(What is needed): Your answer is to be the count alone: the number of lines in the data below where "guitar" appears.

= Beginning of Section =

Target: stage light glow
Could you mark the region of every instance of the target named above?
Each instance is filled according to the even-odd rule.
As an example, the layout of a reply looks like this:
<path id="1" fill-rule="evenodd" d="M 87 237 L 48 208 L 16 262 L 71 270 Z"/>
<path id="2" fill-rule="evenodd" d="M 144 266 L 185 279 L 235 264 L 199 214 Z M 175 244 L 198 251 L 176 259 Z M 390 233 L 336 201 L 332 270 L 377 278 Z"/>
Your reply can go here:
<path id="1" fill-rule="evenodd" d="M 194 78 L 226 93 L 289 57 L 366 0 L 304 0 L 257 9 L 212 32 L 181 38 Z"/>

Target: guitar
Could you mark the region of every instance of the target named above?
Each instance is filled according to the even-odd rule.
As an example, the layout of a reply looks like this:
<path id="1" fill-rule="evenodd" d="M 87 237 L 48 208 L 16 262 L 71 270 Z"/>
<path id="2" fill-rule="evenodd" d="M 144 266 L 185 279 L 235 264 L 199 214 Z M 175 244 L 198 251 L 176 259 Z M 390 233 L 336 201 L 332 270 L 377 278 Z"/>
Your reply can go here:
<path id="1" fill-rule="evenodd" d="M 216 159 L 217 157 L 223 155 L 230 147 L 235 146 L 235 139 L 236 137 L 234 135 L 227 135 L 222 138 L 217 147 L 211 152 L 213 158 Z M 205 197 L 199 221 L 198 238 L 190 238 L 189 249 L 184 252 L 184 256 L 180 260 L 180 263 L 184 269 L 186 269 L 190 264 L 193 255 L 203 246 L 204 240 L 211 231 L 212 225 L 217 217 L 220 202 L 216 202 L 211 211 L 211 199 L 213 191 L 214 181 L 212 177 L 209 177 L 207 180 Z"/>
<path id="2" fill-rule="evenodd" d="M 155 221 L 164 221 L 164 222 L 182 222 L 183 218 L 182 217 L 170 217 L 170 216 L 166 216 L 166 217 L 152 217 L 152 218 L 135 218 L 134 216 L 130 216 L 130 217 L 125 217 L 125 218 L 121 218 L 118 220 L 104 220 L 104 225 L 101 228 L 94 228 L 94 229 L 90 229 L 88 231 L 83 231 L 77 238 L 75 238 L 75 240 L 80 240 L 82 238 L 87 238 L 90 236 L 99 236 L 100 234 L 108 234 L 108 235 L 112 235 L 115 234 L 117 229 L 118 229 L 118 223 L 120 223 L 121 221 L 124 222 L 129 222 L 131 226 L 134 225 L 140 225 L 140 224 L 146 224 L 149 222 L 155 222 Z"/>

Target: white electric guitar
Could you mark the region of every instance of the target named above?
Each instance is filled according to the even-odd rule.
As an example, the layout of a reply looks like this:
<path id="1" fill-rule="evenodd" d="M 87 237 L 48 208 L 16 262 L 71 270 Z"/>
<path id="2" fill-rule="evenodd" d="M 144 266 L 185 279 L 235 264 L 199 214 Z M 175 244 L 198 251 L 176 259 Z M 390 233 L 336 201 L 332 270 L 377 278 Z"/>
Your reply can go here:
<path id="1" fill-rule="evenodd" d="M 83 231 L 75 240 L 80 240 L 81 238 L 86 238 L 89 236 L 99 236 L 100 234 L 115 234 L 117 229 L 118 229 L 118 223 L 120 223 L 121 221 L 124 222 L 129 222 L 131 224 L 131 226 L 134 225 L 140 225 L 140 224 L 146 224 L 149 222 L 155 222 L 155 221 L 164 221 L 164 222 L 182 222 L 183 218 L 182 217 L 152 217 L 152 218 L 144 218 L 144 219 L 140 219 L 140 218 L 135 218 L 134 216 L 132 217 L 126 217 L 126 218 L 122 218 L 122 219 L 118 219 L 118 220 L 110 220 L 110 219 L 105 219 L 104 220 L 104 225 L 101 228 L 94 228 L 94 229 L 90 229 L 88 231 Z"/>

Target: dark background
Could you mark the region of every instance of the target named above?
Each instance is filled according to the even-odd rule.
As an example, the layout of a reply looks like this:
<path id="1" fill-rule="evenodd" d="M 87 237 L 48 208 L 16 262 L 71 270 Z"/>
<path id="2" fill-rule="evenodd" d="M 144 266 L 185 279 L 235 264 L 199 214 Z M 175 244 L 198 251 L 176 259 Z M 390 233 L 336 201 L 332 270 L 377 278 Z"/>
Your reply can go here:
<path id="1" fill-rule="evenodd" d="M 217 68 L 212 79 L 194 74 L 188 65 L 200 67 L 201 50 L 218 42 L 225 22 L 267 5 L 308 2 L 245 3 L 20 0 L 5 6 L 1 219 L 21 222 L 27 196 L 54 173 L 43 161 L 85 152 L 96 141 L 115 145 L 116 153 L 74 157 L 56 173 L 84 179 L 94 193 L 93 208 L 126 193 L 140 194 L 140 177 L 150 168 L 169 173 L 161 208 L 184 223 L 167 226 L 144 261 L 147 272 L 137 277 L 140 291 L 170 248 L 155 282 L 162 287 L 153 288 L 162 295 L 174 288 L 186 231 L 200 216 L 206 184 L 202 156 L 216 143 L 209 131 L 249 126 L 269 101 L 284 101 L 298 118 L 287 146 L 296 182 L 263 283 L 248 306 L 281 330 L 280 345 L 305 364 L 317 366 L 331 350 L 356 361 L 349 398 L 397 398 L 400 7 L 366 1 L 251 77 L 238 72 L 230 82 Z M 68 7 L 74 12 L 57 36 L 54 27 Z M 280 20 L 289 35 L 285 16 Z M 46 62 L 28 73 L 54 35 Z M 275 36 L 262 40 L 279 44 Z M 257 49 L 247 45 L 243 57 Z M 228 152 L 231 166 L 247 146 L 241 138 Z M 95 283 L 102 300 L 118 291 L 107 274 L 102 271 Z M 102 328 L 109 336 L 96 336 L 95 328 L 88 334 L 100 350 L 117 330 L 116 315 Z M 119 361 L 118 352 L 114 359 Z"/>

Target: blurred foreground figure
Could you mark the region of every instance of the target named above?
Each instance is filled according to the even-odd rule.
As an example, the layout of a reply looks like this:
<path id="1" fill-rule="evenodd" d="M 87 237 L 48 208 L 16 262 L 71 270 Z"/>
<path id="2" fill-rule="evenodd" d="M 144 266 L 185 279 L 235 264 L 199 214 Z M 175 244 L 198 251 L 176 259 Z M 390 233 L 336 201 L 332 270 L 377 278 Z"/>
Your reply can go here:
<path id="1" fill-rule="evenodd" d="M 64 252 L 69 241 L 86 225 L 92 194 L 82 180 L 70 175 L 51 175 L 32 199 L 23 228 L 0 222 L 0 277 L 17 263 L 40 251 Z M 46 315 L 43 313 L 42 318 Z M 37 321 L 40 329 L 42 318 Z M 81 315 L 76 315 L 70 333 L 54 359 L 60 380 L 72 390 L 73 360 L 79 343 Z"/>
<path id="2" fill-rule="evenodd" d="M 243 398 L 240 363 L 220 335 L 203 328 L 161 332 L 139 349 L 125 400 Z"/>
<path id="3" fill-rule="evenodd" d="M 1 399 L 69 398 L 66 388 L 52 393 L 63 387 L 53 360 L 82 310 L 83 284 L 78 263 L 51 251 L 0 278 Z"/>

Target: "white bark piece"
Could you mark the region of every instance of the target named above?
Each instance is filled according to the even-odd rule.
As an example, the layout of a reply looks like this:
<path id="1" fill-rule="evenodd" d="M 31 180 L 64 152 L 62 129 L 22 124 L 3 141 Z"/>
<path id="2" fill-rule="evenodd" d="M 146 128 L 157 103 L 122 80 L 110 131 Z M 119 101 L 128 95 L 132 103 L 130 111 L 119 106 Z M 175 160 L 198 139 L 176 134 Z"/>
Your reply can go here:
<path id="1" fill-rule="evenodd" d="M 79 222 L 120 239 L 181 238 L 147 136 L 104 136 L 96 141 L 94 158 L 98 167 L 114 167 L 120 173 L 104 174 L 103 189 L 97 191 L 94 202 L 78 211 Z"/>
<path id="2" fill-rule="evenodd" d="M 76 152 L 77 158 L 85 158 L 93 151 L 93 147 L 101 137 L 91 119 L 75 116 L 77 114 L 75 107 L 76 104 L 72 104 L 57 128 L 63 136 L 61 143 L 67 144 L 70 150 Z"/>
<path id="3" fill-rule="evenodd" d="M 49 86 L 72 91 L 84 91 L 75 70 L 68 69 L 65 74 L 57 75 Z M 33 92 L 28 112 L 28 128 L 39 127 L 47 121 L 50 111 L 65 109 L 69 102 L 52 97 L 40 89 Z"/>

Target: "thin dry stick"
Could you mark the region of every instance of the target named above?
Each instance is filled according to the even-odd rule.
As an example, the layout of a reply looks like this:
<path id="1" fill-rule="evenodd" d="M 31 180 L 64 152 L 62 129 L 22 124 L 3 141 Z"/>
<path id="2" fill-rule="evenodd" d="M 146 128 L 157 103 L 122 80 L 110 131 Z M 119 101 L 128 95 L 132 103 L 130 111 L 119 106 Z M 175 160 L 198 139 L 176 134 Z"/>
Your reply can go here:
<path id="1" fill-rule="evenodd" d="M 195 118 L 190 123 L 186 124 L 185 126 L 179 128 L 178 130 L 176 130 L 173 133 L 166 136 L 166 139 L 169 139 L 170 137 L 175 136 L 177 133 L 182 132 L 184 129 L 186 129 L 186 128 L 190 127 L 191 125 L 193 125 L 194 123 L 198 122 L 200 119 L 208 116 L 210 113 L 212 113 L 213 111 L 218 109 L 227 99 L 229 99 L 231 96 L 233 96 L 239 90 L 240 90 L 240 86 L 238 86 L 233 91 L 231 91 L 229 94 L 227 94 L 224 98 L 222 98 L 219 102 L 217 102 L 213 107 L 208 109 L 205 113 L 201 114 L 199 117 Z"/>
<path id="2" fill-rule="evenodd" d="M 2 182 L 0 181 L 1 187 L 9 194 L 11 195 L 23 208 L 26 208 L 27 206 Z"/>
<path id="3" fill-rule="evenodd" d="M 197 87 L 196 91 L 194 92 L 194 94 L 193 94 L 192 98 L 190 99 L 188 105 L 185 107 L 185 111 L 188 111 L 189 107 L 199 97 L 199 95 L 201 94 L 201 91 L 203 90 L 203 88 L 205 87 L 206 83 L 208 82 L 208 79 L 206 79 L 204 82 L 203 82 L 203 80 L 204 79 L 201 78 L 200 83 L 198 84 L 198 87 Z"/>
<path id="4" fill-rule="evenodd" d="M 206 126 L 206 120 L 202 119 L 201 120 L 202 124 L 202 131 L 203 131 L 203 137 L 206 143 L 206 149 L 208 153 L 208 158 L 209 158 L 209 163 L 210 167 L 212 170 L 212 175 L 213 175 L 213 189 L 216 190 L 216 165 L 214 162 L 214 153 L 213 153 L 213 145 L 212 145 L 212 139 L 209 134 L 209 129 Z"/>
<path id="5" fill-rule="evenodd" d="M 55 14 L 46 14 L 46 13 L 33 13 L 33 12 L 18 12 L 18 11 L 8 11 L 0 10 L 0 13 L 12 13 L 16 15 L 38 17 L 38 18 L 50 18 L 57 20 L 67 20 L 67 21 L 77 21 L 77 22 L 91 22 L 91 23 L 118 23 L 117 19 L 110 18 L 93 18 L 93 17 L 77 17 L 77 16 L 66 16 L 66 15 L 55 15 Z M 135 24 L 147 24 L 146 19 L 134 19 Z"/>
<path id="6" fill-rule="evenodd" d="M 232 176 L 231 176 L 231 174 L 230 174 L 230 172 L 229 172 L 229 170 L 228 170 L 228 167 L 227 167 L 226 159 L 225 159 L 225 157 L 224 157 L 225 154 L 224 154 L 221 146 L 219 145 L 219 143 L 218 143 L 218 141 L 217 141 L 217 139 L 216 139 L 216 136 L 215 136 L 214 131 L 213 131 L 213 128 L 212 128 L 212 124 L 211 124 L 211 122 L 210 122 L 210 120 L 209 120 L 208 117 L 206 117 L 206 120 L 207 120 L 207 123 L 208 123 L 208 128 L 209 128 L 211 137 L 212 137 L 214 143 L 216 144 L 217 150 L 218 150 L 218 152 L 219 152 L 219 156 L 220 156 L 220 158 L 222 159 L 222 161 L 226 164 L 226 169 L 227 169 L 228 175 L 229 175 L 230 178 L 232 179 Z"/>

= End of Section =

(Your solution): 2